[Begin]

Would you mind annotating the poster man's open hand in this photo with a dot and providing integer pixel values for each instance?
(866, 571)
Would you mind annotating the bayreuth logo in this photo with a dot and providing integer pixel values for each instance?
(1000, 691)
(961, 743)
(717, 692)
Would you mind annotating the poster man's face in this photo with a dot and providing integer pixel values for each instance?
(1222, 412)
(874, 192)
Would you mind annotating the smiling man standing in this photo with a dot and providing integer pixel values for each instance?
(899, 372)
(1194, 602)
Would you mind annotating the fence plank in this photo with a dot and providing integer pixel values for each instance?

[End]

_The exercise:_ Repeat the data precisely, reproducing every entry.

_Response:_
Would you mind annotating the poster man's open hand in this photo with a dot and providing integer pixel values for each instance?
(866, 571)
Would you mind annotating the bayreuth logo in this photo with a dot and providing integer pixel values for each instance?
(1000, 691)
(961, 743)
(717, 692)
Would you mind annotating the poster man's face in this photo with a dot and providing integer pixel values for each instance?
(1222, 412)
(874, 192)
Would you mind annotating the smiling man standing in this photo with a dot and providing integer pixel values for each instance?
(899, 372)
(1194, 602)
Would you mind annotating the fence plank in this photo with a dot and providing integer pixel values for each instance?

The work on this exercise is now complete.